Extracted records:
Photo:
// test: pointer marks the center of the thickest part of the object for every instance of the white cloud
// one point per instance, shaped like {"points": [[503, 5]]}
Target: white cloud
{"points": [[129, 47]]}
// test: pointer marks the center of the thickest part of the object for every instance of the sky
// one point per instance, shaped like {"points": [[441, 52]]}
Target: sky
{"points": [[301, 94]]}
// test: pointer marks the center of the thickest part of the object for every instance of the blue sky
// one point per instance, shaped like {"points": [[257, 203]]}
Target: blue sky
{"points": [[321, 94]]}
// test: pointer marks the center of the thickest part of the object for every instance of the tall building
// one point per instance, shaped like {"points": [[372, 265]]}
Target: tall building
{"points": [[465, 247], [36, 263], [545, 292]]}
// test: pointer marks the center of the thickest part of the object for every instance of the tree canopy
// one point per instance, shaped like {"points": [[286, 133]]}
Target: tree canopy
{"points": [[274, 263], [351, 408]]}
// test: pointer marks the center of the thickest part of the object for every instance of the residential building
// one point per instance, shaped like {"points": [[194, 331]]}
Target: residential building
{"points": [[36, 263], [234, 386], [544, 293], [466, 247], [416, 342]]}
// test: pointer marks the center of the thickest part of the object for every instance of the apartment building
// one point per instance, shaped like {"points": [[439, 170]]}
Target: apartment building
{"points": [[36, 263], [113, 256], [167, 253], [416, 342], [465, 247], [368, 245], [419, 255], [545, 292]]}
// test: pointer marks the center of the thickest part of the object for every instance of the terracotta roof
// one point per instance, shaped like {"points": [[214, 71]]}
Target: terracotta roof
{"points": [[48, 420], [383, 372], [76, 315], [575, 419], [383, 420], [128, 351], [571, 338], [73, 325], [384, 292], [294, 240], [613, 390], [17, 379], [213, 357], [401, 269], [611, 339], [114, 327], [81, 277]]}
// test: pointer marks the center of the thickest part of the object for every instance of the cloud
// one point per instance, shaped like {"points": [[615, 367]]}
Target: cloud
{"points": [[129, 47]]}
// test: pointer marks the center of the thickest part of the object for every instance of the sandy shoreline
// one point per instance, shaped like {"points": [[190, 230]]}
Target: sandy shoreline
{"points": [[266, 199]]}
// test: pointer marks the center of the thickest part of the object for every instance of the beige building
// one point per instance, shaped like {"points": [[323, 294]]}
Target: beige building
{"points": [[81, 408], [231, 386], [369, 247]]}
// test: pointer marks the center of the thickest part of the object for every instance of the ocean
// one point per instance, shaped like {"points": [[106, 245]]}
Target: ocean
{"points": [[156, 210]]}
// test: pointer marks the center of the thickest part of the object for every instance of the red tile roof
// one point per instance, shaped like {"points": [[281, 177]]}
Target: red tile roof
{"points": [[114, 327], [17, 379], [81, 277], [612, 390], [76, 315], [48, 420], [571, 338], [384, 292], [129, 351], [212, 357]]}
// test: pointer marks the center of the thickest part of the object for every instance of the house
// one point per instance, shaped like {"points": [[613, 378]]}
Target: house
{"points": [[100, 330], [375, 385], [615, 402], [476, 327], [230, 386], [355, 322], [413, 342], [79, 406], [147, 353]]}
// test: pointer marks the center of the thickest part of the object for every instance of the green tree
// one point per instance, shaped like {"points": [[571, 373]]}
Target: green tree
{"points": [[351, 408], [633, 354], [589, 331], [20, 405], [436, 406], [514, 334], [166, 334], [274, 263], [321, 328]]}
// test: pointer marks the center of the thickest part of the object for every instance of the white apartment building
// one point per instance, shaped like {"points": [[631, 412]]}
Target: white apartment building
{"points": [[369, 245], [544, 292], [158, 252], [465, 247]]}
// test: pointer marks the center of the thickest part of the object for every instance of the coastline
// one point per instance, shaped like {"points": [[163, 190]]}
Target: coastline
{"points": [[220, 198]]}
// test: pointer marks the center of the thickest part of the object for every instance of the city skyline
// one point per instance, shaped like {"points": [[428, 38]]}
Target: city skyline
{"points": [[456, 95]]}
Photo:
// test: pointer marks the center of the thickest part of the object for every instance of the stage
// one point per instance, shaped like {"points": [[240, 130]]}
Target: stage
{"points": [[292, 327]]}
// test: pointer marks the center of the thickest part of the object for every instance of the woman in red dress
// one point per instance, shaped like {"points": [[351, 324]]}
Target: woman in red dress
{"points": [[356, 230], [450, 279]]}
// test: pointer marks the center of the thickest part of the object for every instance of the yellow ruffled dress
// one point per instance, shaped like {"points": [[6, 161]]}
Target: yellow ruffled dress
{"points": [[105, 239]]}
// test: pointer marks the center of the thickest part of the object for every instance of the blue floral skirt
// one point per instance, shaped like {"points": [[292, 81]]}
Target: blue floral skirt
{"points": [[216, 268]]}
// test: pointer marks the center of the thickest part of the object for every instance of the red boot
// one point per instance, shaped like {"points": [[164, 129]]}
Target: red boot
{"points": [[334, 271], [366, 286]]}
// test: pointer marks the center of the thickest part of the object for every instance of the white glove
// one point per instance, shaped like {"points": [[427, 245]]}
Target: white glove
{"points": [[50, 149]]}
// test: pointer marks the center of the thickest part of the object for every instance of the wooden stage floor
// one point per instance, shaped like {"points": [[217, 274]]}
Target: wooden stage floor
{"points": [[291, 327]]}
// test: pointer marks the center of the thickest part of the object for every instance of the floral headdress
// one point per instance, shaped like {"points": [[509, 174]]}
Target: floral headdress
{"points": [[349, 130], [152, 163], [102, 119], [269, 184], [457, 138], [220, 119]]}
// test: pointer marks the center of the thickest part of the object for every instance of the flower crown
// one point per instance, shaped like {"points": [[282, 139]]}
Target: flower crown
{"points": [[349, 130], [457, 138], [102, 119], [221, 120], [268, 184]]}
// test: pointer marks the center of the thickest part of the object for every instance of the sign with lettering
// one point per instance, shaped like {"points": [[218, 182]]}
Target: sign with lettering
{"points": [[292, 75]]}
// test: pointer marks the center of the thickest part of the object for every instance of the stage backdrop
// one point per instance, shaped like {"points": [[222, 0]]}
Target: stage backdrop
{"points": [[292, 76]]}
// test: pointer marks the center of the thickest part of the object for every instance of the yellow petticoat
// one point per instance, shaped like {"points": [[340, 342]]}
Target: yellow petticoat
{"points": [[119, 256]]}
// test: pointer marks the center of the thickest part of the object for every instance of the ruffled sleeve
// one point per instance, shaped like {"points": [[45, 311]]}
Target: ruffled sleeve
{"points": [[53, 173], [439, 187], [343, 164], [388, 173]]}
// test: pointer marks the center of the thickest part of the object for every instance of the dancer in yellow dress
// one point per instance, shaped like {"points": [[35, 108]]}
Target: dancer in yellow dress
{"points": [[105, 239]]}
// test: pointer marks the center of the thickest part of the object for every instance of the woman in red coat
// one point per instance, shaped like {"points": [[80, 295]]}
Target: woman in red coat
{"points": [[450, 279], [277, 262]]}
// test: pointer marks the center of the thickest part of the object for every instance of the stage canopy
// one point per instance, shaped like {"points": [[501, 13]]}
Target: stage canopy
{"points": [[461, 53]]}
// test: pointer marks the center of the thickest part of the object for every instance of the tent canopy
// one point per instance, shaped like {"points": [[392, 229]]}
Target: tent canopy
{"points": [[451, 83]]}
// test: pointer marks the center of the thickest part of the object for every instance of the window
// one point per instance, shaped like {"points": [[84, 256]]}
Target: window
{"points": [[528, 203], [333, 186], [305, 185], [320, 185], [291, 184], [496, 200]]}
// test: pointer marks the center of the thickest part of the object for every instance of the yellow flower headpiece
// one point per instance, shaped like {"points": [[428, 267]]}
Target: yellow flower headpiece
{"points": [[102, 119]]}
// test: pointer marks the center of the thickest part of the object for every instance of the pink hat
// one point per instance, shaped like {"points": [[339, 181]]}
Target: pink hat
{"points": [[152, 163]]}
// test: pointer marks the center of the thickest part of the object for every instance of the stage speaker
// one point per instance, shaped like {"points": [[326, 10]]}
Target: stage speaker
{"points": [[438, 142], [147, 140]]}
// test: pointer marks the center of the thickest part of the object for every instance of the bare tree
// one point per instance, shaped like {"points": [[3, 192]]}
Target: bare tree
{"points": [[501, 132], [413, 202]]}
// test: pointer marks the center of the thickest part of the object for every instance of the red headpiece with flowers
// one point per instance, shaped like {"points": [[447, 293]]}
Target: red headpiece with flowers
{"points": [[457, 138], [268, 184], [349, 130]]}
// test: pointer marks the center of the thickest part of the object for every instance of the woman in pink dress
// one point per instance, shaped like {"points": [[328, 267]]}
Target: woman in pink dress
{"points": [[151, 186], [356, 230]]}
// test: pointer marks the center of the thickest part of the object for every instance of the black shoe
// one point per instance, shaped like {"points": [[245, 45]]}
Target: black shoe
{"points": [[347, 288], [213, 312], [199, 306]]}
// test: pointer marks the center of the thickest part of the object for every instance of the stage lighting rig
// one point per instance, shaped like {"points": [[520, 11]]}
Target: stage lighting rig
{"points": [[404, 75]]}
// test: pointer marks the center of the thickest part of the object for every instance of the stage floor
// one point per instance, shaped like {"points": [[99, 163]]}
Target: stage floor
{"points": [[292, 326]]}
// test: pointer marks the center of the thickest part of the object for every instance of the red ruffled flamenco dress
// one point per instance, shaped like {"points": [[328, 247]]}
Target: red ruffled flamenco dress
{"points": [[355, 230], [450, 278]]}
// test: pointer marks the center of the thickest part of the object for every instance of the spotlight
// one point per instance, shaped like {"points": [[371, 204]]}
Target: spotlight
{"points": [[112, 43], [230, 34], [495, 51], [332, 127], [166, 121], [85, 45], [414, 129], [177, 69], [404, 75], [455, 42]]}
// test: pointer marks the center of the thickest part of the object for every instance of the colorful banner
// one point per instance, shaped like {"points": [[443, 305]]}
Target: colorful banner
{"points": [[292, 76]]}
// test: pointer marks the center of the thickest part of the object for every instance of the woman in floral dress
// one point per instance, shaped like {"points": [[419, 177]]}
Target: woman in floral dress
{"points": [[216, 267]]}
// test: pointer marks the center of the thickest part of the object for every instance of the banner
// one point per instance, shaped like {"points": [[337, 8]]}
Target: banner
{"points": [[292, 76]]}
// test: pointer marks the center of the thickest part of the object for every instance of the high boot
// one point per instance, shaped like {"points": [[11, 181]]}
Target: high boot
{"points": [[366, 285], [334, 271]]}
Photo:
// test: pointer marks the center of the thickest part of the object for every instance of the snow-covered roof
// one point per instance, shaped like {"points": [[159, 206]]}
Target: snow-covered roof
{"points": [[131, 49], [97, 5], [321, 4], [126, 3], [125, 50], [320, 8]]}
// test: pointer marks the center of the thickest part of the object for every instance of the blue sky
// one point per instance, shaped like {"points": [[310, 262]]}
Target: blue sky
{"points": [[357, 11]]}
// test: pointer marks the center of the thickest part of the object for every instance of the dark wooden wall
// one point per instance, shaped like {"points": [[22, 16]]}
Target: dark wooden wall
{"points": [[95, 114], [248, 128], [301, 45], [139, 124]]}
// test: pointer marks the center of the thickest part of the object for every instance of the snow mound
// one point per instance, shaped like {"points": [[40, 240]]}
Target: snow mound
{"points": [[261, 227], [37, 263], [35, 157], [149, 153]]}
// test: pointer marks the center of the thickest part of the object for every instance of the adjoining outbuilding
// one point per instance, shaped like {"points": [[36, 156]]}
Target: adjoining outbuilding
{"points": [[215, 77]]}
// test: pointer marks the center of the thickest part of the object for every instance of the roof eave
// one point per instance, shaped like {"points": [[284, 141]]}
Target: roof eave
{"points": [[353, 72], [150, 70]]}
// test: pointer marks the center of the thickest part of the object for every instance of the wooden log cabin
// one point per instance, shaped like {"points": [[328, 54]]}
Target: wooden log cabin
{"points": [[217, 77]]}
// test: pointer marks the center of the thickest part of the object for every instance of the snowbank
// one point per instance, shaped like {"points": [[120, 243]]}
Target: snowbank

Problem details: Quote exactly the line containing "the adjoining outbuilding" and every later line through the end of the listing, and no other lines.

Solution below:
// test: pointer marks the center of the thickest part of the object for every instance of the adjoining outbuilding
// one point per instance, shaped like {"points": [[36, 156]]}
Target: adjoining outbuilding
{"points": [[215, 77]]}
// test: pointer marks the center of the thickest part of the object for every instance of the roof eave
// one point per instance, shaped like {"points": [[284, 141]]}
Target: roof eave
{"points": [[353, 72], [150, 70]]}
// test: pointer marks the center of the thickest part of the object for every instance of the wooden log cabin
// one point per instance, shaped like {"points": [[328, 54]]}
Target: wooden log cabin
{"points": [[217, 77]]}
// test: pointer marks the center of the thickest part of the object for every instance of the snowbank
// one point per instance, shaped like {"points": [[120, 243]]}
Target: snowbank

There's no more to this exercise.